Data section section start
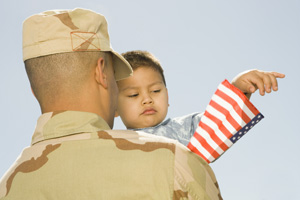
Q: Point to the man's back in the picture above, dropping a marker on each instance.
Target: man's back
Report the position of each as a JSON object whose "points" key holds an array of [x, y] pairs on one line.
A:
{"points": [[72, 157]]}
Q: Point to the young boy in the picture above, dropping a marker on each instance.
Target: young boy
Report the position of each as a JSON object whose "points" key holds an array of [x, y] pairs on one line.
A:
{"points": [[143, 102]]}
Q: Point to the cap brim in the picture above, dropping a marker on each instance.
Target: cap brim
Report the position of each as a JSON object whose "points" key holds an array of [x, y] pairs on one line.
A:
{"points": [[122, 67]]}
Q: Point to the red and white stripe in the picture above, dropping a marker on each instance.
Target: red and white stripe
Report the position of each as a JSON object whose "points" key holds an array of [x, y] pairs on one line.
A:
{"points": [[228, 112]]}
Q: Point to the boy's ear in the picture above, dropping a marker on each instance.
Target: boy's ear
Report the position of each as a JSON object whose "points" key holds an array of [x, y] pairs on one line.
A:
{"points": [[32, 92], [101, 76]]}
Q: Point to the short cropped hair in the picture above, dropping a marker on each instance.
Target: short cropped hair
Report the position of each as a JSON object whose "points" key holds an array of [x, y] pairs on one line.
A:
{"points": [[140, 58]]}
Data section section end
Work task - Beginning at the line that contains "Q: Point to the red", transcribe every line through the end of the material exactly, leaving out all earlier lines.

Answer section -
Q: Point to the red and white stripe in the picture above, dropping a marker on each instance.
Target: red and white stripe
Report the position of each as a JSON object whose "points" key holds an array of [x, y] pairs on one line.
A:
{"points": [[228, 112]]}
Q: Point to the boy's ear in the picture above, dropping a marker on each instance.
Target: boy's ear
Report the position of each as a JSON object whose "points" key holds an array of [x, y] pairs on one line.
A:
{"points": [[32, 92], [101, 76]]}
Q: Point to the short cropped hair in the picture above, dropping a marker on each instance.
Target: short cropped hair
Report the position of each as a JSON object whose "points" key holds an array of [x, y] pairs on one line.
A:
{"points": [[140, 58]]}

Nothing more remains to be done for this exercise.